ТЕКСТ ДЛЯ ЧТЕНИЯ =
* * *

Осуществленный в Омске государственный переворот, несмотря на его локальный характер, является одним из важнейших событий в истории Гражданской войны в России. Тем не менее до настоящего времени он освещен в научной и особенно в научно-популярной литературе с недостаточной полнотой, точностью и объективностью. В значительной мере такое положение объясняется состоянием источниковой базы. С одной стороны, она очень узкая, поскольку государственные перевороты готовят тайно, а их исполнители стараются следов не оставлять, с другой — до сих пор она представлена в основном такими субъективными свидетельствами, как мемуары участков и современной события. Однако именно мемуарная литература послужила главным источником не только фактической информации, но и тех противоречивых концептуальных построений, которые высказаны в исследовательских публикациях о колчаковском перевороте. В этом легко убедиться, если сравнить специальные статьи [2, 3] и фрагменты книг [4–11], в которых освещено это событие. Сказанное актуализирует вопрос об опубликованных по данной теме мемуарах как историческом источнике, диктует необходимость их специального критического анализа.

* * *

СОХРАНЁННЫЕ ЗАПИСИ =
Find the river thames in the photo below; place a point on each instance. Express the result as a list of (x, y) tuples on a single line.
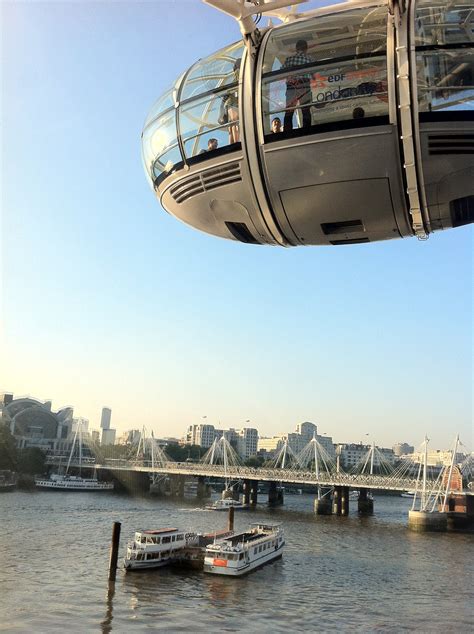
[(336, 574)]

* * *

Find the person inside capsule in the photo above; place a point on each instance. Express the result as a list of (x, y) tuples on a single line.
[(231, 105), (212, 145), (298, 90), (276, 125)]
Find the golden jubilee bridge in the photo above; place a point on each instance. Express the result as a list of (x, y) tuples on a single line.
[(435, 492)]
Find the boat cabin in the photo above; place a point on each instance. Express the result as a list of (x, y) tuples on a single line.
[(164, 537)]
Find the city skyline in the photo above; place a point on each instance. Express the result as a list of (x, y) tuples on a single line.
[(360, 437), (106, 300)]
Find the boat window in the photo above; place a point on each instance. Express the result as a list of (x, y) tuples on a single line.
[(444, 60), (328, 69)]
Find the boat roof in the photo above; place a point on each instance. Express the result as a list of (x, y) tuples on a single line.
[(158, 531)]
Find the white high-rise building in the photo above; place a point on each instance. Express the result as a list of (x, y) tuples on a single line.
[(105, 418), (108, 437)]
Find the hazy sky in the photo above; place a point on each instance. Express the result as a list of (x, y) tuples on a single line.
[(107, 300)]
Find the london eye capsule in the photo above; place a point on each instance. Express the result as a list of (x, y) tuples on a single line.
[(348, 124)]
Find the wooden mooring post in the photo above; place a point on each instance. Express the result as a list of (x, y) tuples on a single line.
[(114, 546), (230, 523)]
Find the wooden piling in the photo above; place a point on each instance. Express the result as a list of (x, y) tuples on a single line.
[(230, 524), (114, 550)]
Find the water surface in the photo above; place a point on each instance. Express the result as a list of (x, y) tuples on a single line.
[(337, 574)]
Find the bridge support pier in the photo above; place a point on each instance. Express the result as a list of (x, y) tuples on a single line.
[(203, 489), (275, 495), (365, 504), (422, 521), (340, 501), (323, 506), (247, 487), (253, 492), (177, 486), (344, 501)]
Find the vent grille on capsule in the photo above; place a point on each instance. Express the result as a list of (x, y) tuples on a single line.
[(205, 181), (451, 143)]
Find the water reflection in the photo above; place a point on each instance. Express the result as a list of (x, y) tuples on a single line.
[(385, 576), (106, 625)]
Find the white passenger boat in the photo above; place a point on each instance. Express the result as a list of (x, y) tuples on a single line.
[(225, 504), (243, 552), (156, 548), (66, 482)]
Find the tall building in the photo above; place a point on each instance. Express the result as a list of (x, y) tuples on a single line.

* * *

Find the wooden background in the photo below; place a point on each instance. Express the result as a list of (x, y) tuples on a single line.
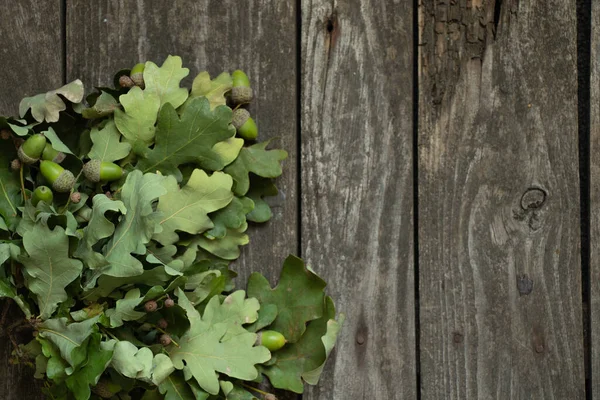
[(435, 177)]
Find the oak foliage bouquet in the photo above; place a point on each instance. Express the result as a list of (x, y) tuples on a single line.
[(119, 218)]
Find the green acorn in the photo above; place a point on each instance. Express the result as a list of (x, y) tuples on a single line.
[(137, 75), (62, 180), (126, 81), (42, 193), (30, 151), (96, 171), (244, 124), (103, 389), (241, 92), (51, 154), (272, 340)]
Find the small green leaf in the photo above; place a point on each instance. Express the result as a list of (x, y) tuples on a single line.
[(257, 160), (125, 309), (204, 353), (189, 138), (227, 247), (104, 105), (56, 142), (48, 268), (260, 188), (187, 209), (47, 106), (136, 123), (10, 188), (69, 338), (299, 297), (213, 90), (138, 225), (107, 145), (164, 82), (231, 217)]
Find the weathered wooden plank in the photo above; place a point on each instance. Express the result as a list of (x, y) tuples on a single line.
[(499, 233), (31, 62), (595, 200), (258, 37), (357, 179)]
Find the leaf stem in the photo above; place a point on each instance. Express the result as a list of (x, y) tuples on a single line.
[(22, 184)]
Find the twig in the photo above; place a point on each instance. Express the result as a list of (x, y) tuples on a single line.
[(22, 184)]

* * *

УСЛОВИЯ ЗАДАНИЯ =
**1)** Ответьте на вопросы по тексту о перевороте в Омске.
(а) В каком городе был осуществлён государственный переворот?
(б) Почему источниковая база по этой теме очень узкая?
(в) Что послужило главным источником фактической информации и противоречивых концептуальных построений в исследованиях о колчаковском перевороте?
**2)** Напишите продолжение текста о перевороте в Омске, начиная после его последнего предложения.
Записи никак не связаны с текстом о перевороте в Омске.

ОТВЕТЫ К ЗАДАНИЯМ =
**1)**
(а) В Омске.
(б) Государственные перевороты готовят тайно, а их исполнители стараются не оставлять следов.
(в) Мемуарная литература.

**2)**
Колчаковский государственный переворот нашел отражение в опубликованных воспоминаниях ряда известных журналистов, политических и военных деятелей: Л.В. Арнольдова, А.А. Аргунова, М.В. Вишняка, Г.К. Гинса, К.Я. Гоппера, И.С. Ильина, Л.А. Кроля, И.М. Майского, С.П. Руднева, К.В. Сахарова, Н.В. Святицкого, И.И. Серебренникова, М.И. Смирнова, А.С. Соловейчика, И.И. Сукина.
Первые две мемуарные публикации, в которых содержались сведения о произошедшем в Омске перевороте, вышли в свет уже в 1919 г. Сначала примерно в феврале в Париже появилась брошюра А.А. Аргунова, в которой содержался раздел «Времeнное Всероссийское правительство в Омске. Перeворот 18 ноября». Напомним, что А.А. Аргунов являлся членом ЦК партии эсеров и заместителем Н.Д. Авксентьева в Директории. С конца сентября 1918 г. он возглавлял Чрезвычайную следственную комиссию, которая занималась выяснением обстоятельств ареста в Омске членов Совета министров Временного Сибирского правительства В.М. Крутовского и М.Б. Шатилова и убийства назначенного министром А.Е. Новоселова. В результате А.А. Аргунов хорошо представлял омскую атмосферу.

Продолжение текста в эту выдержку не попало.